» AUFGABE:
Aktualisiere die Zeilen vom Anfang bis einschließlich der Zeile mit „170 L 256 170“: Setze „calm sea“ an die Stelle von „turquoise sea“ und lass alles andere, wie es ist.

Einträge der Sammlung
#####

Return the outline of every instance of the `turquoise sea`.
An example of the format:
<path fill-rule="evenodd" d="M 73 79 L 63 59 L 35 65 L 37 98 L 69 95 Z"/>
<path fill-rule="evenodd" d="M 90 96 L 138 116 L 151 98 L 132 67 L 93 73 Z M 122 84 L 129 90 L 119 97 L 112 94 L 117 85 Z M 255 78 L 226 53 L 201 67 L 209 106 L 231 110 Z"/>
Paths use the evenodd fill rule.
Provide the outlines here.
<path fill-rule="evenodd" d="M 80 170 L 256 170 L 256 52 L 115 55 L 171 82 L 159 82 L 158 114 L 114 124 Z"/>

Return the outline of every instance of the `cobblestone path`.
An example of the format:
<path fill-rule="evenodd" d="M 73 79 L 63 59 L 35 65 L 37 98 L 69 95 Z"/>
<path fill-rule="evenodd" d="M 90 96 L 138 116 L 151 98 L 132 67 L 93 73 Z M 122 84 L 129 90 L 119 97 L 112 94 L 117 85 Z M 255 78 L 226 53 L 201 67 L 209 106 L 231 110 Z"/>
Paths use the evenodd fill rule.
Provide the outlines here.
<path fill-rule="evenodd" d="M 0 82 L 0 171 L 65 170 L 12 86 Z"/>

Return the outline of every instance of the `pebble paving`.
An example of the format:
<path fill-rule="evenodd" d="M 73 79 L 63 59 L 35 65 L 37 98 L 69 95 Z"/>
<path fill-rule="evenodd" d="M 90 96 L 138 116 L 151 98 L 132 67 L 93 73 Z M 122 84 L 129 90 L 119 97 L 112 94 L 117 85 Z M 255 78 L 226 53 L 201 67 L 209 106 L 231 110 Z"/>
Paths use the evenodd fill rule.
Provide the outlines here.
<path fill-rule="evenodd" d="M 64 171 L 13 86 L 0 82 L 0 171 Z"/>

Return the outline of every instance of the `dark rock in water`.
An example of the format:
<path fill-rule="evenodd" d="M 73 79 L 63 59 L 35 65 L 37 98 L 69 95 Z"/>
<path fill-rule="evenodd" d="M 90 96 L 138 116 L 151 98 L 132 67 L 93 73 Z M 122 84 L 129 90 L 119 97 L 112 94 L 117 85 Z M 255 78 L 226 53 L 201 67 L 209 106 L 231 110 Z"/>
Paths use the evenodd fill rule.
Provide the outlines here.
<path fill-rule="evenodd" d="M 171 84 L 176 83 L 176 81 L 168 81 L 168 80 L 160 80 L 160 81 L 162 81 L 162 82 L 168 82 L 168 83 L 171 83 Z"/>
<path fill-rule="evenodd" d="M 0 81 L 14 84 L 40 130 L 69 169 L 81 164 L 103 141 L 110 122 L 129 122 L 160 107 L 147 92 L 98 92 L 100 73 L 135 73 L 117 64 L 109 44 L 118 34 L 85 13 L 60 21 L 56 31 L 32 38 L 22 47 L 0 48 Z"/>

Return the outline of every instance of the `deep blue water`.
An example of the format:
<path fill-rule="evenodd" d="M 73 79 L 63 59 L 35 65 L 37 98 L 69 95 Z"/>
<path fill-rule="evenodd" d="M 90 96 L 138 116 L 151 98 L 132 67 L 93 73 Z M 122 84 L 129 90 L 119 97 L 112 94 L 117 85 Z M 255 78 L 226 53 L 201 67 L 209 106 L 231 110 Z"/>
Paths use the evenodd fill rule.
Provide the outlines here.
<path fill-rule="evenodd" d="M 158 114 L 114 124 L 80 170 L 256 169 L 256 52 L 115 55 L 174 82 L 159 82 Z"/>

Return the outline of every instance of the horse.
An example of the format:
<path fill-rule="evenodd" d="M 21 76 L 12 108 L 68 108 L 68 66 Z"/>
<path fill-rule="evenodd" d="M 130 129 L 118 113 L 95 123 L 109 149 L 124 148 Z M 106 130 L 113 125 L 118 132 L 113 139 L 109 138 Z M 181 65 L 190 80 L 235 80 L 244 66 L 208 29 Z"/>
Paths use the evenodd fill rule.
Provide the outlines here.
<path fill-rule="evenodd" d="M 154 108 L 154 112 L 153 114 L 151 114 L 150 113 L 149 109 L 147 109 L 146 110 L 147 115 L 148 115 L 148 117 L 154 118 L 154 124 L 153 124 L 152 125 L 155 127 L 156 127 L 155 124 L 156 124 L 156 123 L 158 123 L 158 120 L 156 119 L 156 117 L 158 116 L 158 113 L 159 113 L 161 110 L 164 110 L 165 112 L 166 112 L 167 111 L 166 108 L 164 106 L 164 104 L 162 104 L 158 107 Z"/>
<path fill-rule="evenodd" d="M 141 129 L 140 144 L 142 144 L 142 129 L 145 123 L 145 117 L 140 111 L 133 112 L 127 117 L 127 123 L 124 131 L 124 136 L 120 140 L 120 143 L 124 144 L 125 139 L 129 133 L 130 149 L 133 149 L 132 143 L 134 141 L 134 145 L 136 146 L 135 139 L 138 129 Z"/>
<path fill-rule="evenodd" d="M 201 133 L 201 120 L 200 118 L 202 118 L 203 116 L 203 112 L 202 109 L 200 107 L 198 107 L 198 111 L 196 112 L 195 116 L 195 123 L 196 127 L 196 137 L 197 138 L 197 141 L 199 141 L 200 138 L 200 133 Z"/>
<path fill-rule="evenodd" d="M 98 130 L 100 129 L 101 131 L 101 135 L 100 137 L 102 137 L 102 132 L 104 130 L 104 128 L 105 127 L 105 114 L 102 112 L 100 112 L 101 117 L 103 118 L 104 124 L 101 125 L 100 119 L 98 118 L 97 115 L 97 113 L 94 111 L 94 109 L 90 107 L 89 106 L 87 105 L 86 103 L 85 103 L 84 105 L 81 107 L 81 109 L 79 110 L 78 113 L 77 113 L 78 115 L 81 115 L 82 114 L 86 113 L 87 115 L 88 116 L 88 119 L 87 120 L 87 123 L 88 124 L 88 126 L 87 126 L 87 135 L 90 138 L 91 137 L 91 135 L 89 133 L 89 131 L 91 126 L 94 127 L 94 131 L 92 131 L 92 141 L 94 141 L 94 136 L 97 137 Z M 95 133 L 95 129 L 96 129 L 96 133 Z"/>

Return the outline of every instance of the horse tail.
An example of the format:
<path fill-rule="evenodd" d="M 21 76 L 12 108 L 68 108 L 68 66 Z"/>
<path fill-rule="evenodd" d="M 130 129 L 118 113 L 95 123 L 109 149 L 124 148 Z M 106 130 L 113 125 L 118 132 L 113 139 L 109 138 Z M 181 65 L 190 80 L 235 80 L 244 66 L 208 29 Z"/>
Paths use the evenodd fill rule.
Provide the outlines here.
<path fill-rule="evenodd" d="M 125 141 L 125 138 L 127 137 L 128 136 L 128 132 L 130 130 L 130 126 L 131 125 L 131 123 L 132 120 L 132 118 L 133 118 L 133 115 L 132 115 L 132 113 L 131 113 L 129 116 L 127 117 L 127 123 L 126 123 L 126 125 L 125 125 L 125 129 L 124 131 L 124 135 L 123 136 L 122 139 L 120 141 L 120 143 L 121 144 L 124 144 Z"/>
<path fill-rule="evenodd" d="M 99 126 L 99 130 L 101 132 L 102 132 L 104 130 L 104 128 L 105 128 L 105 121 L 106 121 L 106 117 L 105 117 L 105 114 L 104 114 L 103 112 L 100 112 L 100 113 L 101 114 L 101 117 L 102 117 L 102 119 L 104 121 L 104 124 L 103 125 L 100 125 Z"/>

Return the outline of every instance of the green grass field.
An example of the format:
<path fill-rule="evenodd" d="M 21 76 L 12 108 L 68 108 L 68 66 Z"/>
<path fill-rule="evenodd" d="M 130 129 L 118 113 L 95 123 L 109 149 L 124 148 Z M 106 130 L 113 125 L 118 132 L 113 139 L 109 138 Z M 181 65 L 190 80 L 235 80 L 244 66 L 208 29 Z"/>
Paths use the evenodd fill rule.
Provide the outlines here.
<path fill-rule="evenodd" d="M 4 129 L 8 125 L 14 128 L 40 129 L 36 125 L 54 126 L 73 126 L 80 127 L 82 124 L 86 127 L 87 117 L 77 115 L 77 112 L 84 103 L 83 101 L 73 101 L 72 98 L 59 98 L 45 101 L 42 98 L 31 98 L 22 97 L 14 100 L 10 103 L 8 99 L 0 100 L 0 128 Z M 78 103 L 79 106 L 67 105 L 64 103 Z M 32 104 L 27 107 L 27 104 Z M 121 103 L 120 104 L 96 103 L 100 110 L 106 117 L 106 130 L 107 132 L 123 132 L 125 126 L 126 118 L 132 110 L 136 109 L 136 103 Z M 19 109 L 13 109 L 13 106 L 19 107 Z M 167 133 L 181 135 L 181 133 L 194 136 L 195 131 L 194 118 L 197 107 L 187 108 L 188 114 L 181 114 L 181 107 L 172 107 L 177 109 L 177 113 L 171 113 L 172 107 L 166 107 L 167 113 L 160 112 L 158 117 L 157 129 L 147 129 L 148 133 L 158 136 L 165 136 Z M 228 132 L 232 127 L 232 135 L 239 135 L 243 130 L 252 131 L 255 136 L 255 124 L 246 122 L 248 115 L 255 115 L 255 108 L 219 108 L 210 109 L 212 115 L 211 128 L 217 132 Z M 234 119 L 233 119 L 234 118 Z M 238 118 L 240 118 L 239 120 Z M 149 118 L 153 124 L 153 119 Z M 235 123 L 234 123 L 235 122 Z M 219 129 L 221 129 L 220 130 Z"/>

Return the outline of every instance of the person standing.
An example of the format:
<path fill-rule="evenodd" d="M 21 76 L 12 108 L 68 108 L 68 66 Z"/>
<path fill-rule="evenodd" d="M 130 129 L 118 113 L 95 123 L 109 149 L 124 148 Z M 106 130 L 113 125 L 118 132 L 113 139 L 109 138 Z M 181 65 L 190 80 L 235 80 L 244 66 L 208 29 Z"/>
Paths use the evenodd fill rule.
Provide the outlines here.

#####

» LÖSUNG:
Return the outline of every instance of the `calm sea`.
An example of the format:
<path fill-rule="evenodd" d="M 73 79 L 63 59 L 35 65 L 37 98 L 69 95 Z"/>
<path fill-rule="evenodd" d="M 90 96 L 138 116 L 151 98 L 132 67 L 93 73 Z M 122 84 L 129 90 L 119 97 L 112 94 L 117 85 Z M 255 78 L 226 53 L 201 67 L 209 106 L 231 110 Z"/>
Paths use the evenodd fill rule.
Provide the outlines here.
<path fill-rule="evenodd" d="M 80 170 L 256 170 L 256 52 L 115 55 L 171 82 L 159 82 L 158 114 L 114 124 Z"/>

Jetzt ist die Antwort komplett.